Data under study:

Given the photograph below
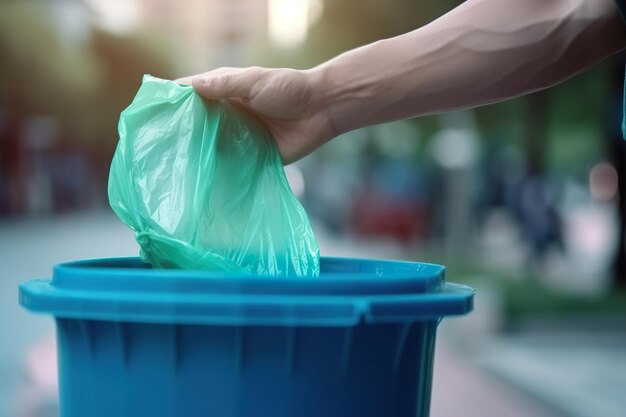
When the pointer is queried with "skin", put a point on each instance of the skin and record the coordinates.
(481, 52)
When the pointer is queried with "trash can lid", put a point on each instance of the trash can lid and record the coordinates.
(347, 292)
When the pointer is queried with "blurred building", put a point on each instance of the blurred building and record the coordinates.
(209, 32)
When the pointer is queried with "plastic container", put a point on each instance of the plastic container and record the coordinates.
(357, 341)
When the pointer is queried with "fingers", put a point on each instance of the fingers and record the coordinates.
(226, 82)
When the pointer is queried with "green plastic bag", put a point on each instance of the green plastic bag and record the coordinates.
(202, 185)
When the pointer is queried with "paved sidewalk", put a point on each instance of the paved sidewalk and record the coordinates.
(29, 248)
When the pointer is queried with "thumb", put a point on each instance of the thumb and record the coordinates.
(227, 84)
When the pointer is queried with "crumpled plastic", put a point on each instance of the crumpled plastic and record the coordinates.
(202, 185)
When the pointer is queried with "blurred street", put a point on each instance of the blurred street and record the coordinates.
(478, 372)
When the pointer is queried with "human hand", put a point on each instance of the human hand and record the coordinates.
(288, 102)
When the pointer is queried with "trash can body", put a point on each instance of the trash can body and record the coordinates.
(358, 341)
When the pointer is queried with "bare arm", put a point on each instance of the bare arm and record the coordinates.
(481, 52)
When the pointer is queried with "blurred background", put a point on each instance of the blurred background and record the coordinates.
(523, 200)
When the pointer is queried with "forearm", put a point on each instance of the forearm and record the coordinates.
(481, 52)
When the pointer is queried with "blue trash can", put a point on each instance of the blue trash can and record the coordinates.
(357, 341)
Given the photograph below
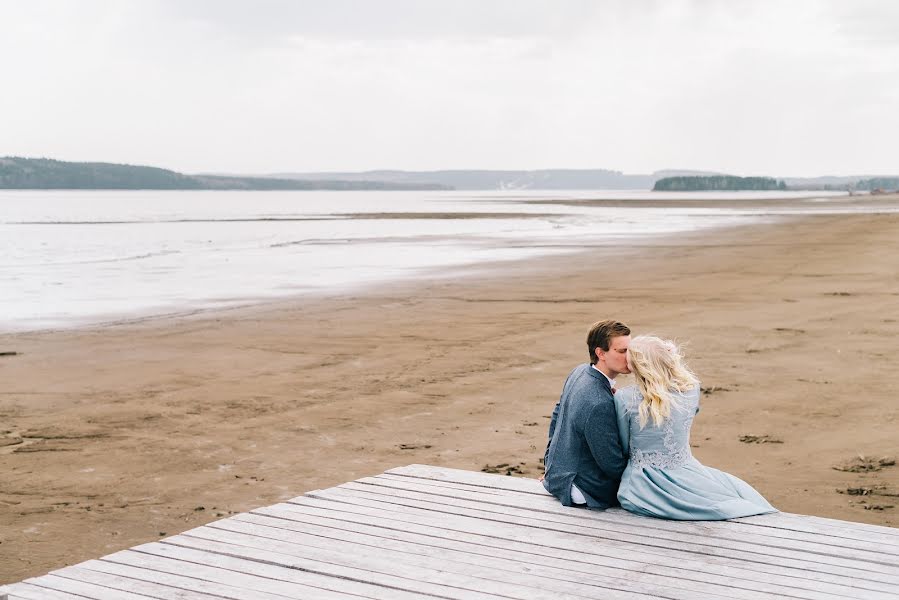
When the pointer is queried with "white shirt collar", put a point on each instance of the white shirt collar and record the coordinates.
(611, 381)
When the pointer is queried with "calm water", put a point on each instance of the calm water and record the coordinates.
(70, 258)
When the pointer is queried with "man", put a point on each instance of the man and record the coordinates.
(584, 459)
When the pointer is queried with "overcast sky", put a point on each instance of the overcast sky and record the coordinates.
(748, 87)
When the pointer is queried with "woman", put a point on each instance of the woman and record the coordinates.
(662, 479)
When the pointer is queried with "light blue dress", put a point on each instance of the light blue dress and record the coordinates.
(663, 480)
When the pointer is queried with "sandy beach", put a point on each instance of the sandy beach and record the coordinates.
(117, 435)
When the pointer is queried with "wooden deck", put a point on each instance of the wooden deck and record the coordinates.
(421, 531)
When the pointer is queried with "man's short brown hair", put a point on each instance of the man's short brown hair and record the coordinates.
(601, 334)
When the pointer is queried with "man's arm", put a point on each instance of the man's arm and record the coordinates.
(601, 435)
(552, 429)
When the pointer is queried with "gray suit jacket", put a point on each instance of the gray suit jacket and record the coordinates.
(584, 447)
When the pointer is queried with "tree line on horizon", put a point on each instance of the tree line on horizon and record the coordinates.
(43, 173)
(48, 174)
(722, 183)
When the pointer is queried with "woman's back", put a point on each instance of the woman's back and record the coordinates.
(666, 445)
(662, 478)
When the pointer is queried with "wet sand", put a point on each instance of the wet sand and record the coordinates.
(114, 436)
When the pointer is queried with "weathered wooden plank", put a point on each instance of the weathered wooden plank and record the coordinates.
(487, 567)
(27, 591)
(472, 579)
(859, 531)
(255, 576)
(635, 547)
(674, 583)
(385, 523)
(551, 511)
(162, 590)
(85, 589)
(398, 578)
(726, 529)
(605, 530)
(221, 588)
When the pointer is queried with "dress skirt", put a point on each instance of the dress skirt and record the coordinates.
(689, 492)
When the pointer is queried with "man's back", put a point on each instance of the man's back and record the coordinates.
(584, 447)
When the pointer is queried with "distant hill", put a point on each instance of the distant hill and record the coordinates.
(43, 173)
(717, 183)
(545, 179)
(48, 174)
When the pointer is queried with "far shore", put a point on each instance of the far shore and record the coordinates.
(118, 435)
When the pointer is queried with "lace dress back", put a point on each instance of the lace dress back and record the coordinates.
(664, 480)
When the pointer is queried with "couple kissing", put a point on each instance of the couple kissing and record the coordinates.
(632, 446)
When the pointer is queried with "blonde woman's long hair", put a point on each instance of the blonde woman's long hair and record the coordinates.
(658, 366)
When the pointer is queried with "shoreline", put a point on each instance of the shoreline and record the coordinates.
(128, 430)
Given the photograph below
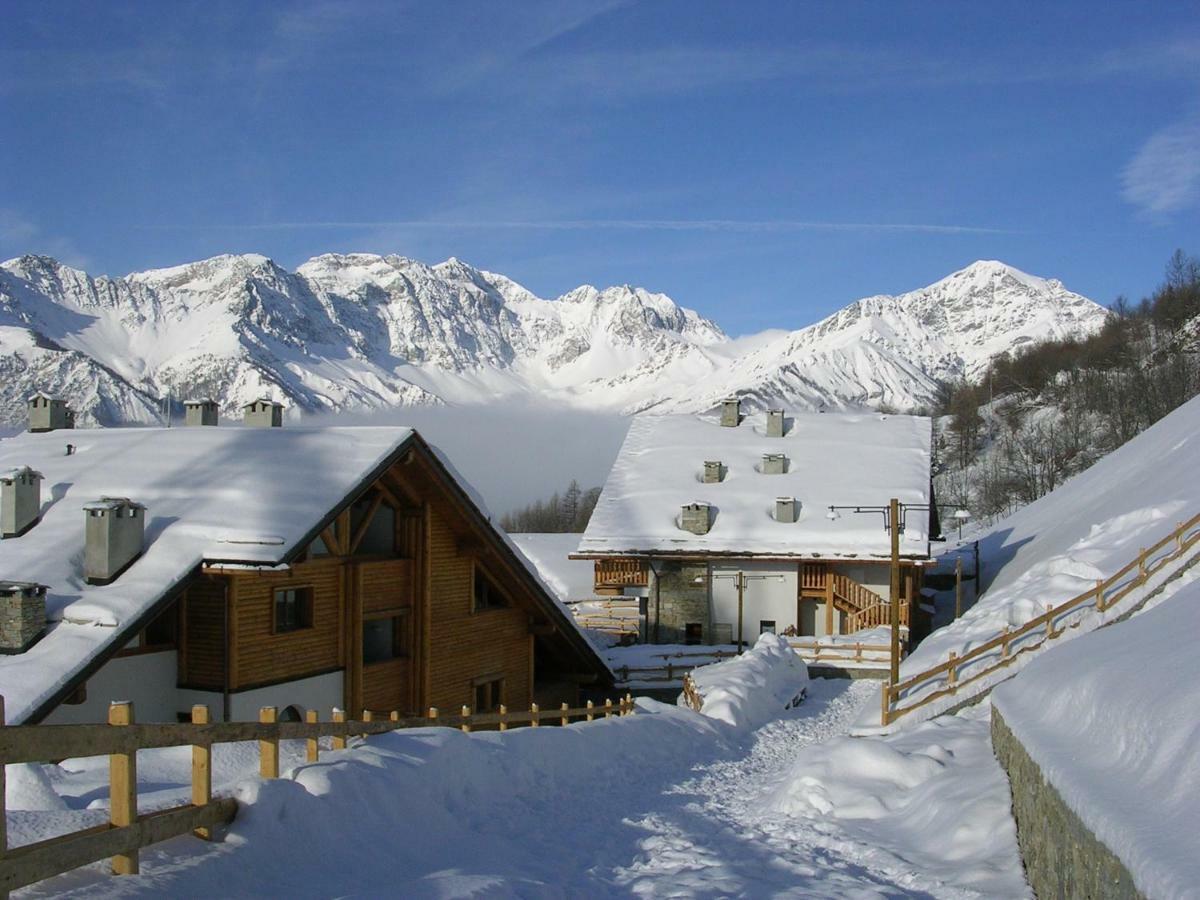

The problem:
Without the pictures, retype the whole of the material above exactly.

Solved problem:
Given the photograph below
When the pointer is queried with "skin", put a point on each instance of the skin and record the coordinates.
(481, 52)
When the pointer is queried with "trash can lid", put a point on each instance of the trash can lid and record the coordinates.
(347, 292)
When the pointer is queried with "blurred building", put a point on each instance of the blurred building and record the coordinates.
(209, 32)
When the pointer is queried with "plastic container", put a point on each instance of the plastic container and record the coordinates.
(357, 341)
When the pointer is queried with "fingers", put a point on each instance of the fingers and record the coordinates.
(226, 82)
When the pointer is queried with "green plastic bag", put a point on each instance of the green plastic bag and record the coordinates.
(202, 185)
When the pointer is queried with "paved sidewalk", put a point on each instance of the paved sidewalk and record the coordinates.
(29, 248)
When the pointer is queried with "thumb", put a point on each instance of the thumb and record the coordinates.
(227, 84)
When the pointer is queried with "crumpled plastic", put a point on each instance of the crumpled plastic and record the coordinates.
(202, 185)
When the pointer is queried with "blurred street", put a point on each instance of the blurred street and record the coordinates.
(478, 372)
When the pointer is queried with "human hand", put a point on each instance of the human hand and record the coordinates.
(288, 102)
When the pointer is queried with "trash can body", put a point on each instance of the trash can body and record the coordinates.
(358, 341)
When the pointer is queried with "bare arm", put a point on each instance of the bare arm and record the coordinates.
(481, 52)
When the pointer is queried with "blurred background", put a point on each instance of the blurred background and record the coordinates.
(523, 200)
When the pointer is queried with "forearm", put a point on each instance of the forearm and record the coordinates.
(481, 52)
When the pointer is queried with "blue trash can", put a point on each instance of the blue trash can and record the coordinates.
(357, 341)
Given the photograph below
When the pointer is queried with "white shirt collar", put a point on each instance of the white shirt collar and record the coordinates.
(611, 381)
When the pointer is queried with "calm water", put a point on each instance of the calm water and record the coordinates.
(70, 258)
When the pointer is queried with "man", put a point on each instance of the man and record the coordinates.
(584, 459)
When the pointer is queried with "overcast sky", put a point on each instance of the overcast sky and record the coordinates.
(748, 87)
When the pointer is queried with "woman", put a point on each instance of the woman and record the coordinates.
(662, 479)
When the pointer is queried with "light blue dress", put a point on each instance of the light blue dress and record the coordinates.
(663, 480)
When the pointer is queried with "sandy beach", put a point on each instance of the sandy beach and record the coordinates.
(117, 435)
When the pointer is queried with "wooden deck", put a point on each instance of the wooden deck and record the coordinates.
(421, 531)
When the pointer is queried with "man's short brown hair", put a point on each instance of the man's short brown hair and record the coordinates.
(601, 334)
When the pointer is queried with "man's arm", put a point on each instance of the man's arm and record the coordinates.
(601, 435)
(552, 429)
When the pointer is queried with "gray suit jacket", put a point on each instance of the gray suit jacket and record the coordinates.
(584, 447)
When the pointer is queried with "tree line on horizon", put a point on each instance of the tree line on horizon and record the coordinates.
(43, 173)
(48, 174)
(722, 183)
When the pointer is queried with "woman's back", put a point on each instance of the woman's back and record the coordinates.
(666, 445)
(662, 478)
When the pointer is queried with "wet sand", put a point on each instance of the wet sand and record the coordinates.
(114, 436)
When the pointer is queried with "weathered wooden plank", put a point on each instance of the weathered wooden plank and record the coordinates.
(487, 567)
(27, 591)
(472, 579)
(859, 531)
(255, 576)
(635, 547)
(674, 583)
(385, 523)
(551, 511)
(162, 590)
(85, 589)
(398, 578)
(726, 529)
(605, 530)
(221, 588)
When the pointer is queried with "dress skirt", put a point on each instance of the dress skirt and record the coordinates.
(689, 492)
When the pointer is queried with "man's back", put a point on each instance of the man's back and record the coordinates.
(584, 447)
When the pointer is queried with "distant hill", put a point on each instance of the distant hill and record the coordinates.
(43, 173)
(717, 183)
(545, 179)
(48, 174)
When the pointer is queried with "far shore", put a point on each instance of the far shore and record the coordinates.
(118, 435)
When the pointer is queried with "lace dress back", put a point on each instance of the lace dress back and record the coordinates.
(664, 480)
When the pointer is queried with "couple kissing", put a point on each instance of the couple kissing and record the coordinates.
(632, 446)
When the pointer is queried with "blonde woman's long hair", put a point on each instance of the blonde woman's long hair and record the coordinates.
(658, 366)
When the pointer is queried with "shoreline", put a point on each instance of the shoreline and record the coordinates.
(128, 430)
Given the photograph below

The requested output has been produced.